Another form of message delivery service that had a ready market at the end of the century was facsimile. Many small businesses such as packaging stores, print shops, and even convenience stores sold facsimile services for the many consumers who did not own a fax machine. On a bigger scale, a number of businesses provided a range of facsimile services for business. Broadcast fax enabled an organization to send a message to a list of fax telephone numbers very similar to a mass mailing. Fax-on-demand services provided businesses an automated system to supply documents of many kinds to interested parties by fax. The company providing the service would store the client's documents electronically, and anyone who wanted a document, such as a sales brochure or product information sheet, could simply call a toll-free number, identify the document wanted, and receive it by fax in just a few minutes.

Current Conditions

Although telegraph services were in all but dead, e-mail services were booming in the early 2000s. Of households with Internet service, e-mail was ranked as the most popular activity with 52 percent of wired households. Another service, instant messaging, was also growing in popularity. Instant messaging allowed various Internet users to send and receive messages in real time.

__________

### Your tasks
1. Reproduce the passage on message delivery services from "Although telegraph services" to "in real time." word for word.
2. Carry the passage on message delivery services forward from the point where it stops.

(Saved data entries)
__________

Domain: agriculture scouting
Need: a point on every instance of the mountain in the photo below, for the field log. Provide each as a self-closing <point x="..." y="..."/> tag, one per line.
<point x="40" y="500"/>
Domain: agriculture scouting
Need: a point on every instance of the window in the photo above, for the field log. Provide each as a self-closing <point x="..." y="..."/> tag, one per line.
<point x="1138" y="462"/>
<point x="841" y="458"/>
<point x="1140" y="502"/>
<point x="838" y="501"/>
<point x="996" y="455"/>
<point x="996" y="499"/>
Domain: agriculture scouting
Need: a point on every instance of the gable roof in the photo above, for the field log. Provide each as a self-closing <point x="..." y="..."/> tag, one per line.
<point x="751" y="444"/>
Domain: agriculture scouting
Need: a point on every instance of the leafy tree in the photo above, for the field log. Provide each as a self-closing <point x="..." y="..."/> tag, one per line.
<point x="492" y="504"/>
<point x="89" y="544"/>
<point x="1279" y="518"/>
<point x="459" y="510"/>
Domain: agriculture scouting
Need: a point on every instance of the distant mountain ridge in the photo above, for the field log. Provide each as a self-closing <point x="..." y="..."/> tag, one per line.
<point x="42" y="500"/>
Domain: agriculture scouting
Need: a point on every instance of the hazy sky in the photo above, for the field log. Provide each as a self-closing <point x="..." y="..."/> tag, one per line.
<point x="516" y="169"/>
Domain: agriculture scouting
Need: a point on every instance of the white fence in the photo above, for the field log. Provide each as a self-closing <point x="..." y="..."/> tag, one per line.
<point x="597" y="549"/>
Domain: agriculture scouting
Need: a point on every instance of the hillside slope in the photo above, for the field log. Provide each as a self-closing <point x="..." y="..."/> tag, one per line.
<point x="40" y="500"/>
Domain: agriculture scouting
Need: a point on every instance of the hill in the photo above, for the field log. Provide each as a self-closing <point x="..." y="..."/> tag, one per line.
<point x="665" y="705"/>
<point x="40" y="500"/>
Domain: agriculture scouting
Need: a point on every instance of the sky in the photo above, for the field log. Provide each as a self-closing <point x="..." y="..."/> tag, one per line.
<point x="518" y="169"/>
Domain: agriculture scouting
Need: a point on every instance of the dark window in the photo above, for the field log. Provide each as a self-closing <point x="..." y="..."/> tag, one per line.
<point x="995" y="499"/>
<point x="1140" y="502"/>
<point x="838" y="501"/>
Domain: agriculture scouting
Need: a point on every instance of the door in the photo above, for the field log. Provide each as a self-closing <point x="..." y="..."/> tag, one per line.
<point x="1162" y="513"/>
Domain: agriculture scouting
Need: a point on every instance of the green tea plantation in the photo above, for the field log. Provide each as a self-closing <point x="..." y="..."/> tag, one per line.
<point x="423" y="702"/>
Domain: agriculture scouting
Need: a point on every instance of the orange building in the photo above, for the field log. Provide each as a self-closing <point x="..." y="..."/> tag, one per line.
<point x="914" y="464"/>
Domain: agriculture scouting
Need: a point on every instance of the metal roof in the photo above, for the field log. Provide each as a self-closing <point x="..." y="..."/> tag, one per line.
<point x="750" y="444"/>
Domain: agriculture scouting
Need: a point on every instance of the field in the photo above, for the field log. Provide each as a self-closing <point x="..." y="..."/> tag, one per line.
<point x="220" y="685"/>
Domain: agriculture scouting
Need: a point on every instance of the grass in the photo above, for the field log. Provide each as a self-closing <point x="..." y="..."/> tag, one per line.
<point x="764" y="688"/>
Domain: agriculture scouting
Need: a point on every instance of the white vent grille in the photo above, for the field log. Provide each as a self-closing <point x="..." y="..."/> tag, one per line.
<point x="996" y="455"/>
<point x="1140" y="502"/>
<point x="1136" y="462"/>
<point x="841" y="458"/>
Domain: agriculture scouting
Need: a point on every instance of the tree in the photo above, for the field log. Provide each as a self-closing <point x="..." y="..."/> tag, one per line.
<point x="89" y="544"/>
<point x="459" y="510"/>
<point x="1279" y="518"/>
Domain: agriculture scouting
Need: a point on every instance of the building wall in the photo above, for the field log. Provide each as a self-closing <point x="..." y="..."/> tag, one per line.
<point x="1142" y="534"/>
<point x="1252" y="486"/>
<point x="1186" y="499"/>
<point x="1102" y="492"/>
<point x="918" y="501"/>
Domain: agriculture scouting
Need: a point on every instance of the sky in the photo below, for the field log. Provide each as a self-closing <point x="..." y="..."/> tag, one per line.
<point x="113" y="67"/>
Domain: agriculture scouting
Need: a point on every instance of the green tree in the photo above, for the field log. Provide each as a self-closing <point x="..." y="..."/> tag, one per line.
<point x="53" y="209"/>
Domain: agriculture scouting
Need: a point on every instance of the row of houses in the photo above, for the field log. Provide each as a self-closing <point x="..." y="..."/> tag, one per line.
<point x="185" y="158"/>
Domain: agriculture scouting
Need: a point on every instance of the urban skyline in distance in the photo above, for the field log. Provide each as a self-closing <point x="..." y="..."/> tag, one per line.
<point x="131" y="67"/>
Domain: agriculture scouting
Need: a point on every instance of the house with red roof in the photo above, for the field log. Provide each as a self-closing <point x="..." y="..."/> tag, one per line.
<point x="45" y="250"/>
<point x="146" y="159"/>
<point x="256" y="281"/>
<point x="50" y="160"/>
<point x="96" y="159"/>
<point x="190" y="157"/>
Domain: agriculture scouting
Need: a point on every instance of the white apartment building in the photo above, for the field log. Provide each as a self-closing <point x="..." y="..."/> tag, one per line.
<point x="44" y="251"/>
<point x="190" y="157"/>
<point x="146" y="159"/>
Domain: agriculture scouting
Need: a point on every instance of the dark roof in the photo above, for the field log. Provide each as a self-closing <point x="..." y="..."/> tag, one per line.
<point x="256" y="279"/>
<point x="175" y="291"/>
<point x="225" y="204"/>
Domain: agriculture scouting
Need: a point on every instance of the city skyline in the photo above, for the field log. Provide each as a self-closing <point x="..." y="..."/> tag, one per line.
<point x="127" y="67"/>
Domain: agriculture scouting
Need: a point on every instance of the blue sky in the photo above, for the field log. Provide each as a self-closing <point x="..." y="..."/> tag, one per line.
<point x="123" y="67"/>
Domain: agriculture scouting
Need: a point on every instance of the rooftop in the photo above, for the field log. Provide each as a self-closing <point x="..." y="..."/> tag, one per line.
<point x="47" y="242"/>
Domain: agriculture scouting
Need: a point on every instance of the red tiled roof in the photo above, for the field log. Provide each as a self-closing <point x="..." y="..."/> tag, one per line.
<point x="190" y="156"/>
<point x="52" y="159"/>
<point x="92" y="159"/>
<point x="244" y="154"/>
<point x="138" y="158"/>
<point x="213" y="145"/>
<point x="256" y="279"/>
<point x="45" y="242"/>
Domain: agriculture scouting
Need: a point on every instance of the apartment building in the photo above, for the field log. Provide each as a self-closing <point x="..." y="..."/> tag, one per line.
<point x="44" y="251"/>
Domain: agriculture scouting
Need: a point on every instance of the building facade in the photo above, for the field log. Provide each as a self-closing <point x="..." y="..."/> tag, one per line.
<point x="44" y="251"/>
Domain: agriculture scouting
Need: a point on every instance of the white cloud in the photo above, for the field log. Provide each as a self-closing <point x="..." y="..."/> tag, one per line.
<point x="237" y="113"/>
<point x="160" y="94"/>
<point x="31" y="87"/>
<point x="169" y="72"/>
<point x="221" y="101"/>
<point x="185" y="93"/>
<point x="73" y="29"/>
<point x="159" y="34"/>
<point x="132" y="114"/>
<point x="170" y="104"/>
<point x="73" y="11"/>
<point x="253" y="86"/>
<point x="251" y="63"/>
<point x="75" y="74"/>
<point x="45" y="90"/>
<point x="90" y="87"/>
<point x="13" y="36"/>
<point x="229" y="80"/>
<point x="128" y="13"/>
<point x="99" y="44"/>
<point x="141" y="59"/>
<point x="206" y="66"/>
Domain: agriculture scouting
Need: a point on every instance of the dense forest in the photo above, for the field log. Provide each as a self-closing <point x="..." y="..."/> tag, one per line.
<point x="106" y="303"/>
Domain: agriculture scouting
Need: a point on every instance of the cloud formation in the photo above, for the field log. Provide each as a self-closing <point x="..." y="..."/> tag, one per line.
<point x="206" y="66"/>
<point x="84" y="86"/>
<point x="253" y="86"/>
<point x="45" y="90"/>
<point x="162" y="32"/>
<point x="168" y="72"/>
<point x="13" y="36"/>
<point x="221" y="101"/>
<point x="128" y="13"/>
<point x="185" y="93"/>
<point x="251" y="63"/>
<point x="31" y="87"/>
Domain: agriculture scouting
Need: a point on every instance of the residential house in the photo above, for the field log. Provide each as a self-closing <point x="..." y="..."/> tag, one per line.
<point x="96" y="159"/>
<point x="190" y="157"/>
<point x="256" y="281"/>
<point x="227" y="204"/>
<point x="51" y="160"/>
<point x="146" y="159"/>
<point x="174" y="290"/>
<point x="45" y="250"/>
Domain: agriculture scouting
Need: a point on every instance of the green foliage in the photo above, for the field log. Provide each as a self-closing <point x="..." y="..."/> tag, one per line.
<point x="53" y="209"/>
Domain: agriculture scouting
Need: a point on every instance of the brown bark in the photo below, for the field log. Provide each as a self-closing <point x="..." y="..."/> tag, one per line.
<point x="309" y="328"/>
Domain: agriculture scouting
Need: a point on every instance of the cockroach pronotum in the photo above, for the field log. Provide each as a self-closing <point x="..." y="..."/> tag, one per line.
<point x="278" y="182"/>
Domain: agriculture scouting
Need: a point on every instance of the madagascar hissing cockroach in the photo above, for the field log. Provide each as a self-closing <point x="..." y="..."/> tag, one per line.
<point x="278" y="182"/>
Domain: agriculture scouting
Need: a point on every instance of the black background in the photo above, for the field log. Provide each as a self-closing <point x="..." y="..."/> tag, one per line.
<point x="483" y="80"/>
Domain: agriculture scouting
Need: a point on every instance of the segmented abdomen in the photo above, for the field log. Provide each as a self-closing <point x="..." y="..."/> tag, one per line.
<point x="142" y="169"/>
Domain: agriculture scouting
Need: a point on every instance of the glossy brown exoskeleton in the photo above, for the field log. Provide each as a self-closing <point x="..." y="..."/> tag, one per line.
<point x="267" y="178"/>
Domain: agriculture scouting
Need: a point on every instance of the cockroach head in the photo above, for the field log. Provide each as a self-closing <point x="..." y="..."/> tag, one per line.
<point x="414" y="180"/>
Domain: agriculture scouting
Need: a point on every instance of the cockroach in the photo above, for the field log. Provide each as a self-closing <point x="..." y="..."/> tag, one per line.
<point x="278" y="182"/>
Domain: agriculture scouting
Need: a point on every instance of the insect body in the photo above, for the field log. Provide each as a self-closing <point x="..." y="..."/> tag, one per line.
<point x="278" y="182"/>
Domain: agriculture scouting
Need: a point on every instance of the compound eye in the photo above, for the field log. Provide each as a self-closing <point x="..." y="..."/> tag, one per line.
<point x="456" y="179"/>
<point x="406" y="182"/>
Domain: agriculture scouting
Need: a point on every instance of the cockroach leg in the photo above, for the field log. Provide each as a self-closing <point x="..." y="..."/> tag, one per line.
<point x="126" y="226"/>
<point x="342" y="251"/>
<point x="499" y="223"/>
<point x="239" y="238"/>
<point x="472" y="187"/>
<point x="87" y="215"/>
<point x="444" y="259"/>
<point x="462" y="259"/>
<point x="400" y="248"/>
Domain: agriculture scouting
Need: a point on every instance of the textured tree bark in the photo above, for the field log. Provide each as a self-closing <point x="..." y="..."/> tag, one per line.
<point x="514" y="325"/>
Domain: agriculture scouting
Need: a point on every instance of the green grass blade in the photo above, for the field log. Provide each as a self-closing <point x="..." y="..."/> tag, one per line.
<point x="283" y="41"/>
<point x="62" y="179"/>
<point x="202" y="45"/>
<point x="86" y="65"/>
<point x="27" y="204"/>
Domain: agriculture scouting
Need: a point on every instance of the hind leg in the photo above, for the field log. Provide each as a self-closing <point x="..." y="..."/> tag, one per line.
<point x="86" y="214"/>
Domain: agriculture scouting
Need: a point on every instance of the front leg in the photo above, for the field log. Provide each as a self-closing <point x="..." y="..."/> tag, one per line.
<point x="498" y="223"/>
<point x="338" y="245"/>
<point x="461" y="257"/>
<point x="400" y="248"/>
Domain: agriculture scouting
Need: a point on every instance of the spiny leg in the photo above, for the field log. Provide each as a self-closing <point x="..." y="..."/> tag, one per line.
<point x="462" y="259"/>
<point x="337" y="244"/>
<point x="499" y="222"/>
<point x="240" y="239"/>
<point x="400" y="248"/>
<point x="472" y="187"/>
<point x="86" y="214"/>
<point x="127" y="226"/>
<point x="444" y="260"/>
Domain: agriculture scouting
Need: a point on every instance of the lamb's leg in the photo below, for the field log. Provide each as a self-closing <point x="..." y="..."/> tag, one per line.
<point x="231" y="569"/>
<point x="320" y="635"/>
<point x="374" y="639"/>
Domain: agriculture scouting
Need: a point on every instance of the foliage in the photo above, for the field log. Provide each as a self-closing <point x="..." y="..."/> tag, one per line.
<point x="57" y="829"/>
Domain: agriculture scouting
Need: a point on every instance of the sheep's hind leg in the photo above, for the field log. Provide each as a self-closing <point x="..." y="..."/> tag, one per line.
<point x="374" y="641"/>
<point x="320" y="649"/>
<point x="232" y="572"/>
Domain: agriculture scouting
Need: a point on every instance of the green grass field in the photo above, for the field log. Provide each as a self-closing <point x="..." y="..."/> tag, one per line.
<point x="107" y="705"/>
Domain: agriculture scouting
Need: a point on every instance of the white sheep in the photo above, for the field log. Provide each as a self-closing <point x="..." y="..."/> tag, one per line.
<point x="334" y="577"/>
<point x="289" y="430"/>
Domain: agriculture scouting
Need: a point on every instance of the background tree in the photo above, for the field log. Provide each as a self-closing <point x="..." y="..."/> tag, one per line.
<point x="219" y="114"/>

__________

### Answers by item
1.
Although telegraph services were in all but dead, e-mail services were booming in the early 2000s. Of households with Internet service, e-mail was ranked as the most popular activity with 52 percent of wired households. Another service, instant messaging, was also growing in popularity. Instant messaging allowed various Internet users to send and receive messages in real time.

2.
Although many hailed the boom of e-mail as a legitimate opportunity for marketing purposes, it was not without its problems. With the boom of e-mail and marketing over the Internet came spam. Spammers are marketers and others who send out millions of automatically generated, unsolicited e-mails, or spam, to users. By some estimates, spam volume grew some 150 percent in 2002. Internet providers saw clogged servers, and users saw their e-mail in-boxes quickly filling up with unwanted messages. The proliferation of spam has led Internet providers and other companies to come up with antispam programs to protect legitimate e-mail marketers, as well as annoyed users. Twenty-nine states have passed spam laws making it illegal to send unsolicited commercial e-mail. In 2002, another seven antispam bills were proposed in Congress.

Industry Leaders

Western Union, perhaps the oldest company in the telecommunications industry, now is a subsidiary of First Data Corporation, the leading bank card transaction processing company in the United States. Although it still offers telegraph and other message services, Western Union's 26,000 agents, many of which are located in supermarkets, primarily transfer money, sell money orders, and collect debt payments. The company provides many such financial services for consumers who do not use banks. A new service developed with Electronic Data Services Corp. enables money transfer via ATM machines. The sender uses a debit card to initiate the transfer but the recipient does not have to own a card. Instead, the recipient uses codes received from the sender to access the money from another ATM.

Xpedite, a business unit of Ptek Holdings, Inc., is a leader in document distribution services. It offers broadcast facsimile and fax-on-demand services, as well as e-mail, telex, cablegram, and mailgram services both domestically and internationally. Xpedite processed about two billion messages in 2001.

Further Reading

Blake, Linda and Jim Lande. "Trends in the U.S. International Telecommunications Industry." Washington: Federal Communications Commission, September 1999.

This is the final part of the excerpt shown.